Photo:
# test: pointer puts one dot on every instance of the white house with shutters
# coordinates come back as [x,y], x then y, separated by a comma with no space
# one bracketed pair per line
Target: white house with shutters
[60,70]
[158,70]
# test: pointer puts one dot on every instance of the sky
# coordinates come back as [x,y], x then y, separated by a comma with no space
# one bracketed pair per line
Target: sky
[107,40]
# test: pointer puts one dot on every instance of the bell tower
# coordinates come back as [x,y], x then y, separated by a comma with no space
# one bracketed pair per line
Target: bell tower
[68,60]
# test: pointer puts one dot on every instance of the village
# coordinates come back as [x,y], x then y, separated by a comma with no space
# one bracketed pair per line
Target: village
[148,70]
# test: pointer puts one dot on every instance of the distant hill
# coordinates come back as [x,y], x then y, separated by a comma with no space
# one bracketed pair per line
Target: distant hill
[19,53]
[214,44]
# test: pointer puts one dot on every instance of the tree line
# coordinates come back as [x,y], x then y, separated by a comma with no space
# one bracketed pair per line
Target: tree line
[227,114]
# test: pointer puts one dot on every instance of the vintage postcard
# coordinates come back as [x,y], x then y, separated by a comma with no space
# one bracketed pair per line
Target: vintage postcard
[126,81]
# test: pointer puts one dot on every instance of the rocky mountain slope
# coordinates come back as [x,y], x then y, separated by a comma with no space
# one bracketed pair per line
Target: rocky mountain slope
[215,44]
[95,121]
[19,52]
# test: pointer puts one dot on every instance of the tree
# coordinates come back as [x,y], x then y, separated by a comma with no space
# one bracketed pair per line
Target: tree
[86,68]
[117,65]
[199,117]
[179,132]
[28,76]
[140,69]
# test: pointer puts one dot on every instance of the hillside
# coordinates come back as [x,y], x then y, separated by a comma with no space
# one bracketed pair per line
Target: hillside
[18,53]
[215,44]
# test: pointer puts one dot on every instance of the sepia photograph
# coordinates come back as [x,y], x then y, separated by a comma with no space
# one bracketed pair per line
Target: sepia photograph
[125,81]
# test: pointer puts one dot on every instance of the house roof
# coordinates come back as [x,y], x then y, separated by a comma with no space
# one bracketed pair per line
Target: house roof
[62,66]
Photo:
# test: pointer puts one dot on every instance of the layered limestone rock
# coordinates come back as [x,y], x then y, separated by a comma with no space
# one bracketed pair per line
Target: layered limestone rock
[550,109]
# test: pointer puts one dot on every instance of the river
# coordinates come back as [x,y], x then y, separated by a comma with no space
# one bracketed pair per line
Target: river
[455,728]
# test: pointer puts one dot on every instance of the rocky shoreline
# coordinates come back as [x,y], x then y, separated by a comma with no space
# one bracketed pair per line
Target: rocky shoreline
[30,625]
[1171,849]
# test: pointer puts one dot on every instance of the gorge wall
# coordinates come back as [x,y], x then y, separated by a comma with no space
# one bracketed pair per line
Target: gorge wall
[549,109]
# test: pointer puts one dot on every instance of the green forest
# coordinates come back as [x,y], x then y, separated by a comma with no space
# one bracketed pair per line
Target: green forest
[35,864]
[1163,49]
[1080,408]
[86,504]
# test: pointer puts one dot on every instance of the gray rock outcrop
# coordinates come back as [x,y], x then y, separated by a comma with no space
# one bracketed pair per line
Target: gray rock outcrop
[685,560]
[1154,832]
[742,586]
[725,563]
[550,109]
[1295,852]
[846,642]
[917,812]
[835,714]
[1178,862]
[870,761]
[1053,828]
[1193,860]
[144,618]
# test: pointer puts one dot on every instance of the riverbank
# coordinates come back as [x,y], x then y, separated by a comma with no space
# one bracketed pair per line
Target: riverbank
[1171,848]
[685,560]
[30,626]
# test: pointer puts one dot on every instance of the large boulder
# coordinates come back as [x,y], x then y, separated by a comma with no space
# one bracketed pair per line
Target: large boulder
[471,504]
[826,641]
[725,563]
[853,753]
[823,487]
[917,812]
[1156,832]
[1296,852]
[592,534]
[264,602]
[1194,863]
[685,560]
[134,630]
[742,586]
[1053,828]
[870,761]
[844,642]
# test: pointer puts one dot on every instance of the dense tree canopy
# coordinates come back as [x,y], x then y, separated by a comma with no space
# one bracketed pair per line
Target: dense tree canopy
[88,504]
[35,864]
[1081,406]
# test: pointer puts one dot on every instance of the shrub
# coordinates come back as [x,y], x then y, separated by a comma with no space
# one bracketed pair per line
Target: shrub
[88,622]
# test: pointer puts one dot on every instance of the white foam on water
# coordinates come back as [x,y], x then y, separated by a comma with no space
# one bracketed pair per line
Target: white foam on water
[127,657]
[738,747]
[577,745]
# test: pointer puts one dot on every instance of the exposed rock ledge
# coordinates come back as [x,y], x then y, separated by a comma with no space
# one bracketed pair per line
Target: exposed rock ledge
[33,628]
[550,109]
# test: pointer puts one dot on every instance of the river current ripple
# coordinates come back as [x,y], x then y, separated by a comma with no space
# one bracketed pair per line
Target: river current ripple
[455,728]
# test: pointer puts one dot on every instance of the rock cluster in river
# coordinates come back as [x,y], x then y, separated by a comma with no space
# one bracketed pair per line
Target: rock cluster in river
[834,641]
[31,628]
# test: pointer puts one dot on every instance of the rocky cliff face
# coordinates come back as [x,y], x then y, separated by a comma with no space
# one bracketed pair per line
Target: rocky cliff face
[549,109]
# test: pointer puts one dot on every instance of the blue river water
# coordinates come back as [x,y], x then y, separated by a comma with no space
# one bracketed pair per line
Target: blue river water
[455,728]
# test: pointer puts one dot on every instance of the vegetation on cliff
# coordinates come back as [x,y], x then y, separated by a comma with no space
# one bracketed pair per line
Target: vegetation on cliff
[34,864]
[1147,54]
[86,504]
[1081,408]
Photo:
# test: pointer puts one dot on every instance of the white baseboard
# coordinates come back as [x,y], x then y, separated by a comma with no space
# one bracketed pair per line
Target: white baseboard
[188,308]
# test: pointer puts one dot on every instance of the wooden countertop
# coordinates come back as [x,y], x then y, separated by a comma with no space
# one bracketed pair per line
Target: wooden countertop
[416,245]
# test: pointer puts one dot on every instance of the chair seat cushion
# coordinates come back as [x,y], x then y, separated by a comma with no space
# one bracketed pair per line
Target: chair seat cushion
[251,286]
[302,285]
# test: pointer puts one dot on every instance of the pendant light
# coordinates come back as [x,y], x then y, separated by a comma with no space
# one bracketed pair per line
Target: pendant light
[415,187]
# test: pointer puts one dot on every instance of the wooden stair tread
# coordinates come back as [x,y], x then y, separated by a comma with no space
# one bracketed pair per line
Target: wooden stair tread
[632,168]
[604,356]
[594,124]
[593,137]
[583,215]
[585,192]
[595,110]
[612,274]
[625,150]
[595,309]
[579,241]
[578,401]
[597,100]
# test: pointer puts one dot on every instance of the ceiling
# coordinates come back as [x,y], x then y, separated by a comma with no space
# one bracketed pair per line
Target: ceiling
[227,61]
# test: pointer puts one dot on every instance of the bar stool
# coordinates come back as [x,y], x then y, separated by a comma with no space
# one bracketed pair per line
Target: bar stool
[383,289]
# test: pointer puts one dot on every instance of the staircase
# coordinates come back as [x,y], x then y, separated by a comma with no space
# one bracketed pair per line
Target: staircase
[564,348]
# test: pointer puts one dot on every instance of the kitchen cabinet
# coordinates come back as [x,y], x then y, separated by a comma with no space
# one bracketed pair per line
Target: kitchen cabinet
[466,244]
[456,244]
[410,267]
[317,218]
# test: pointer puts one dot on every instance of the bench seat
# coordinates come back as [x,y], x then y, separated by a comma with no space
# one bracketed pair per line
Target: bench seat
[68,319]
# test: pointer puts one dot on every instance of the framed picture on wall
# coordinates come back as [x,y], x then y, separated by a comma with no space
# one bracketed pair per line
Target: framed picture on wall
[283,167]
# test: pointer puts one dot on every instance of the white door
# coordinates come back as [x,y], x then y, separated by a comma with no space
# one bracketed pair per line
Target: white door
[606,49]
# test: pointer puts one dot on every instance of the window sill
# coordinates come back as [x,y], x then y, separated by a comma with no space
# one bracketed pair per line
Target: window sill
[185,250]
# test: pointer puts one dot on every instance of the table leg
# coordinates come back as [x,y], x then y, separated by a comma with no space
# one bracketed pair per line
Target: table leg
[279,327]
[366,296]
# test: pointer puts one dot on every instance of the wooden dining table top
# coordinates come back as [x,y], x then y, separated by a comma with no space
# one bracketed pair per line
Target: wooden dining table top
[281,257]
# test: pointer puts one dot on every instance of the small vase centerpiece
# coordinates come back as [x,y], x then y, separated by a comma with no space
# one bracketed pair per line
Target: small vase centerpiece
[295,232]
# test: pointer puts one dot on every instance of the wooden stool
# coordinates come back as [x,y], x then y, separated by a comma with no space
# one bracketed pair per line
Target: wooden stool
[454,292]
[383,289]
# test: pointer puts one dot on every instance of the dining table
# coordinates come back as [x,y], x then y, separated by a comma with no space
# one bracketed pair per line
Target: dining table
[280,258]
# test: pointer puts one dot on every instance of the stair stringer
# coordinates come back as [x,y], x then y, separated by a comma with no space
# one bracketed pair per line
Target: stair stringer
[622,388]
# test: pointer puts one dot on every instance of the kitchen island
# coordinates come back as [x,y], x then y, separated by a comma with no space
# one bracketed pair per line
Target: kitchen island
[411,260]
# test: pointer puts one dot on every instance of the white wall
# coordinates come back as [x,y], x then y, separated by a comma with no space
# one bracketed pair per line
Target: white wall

## Written request
Can you copy out only the lines from the one containing "the kitchen island" up to and including the last line of the records, with the requests kept as they are and every coordinate in the answers multiplied by 0.75 and rounded to a whole number, halves rounding up?

## Output of the exercise
# test: pointer puts one dot on every instance of the kitchen island
# coordinates come back as [x,y], x then y, separated by a comma with no space
# one bracketed pair per line
Target: kitchen island
[308,195]
# test: pointer puts one dot on every instance of the white wall
# coordinates come back as [x,y], x then y, separated by a comma with no space
# one bracketed pair per line
Target: white wall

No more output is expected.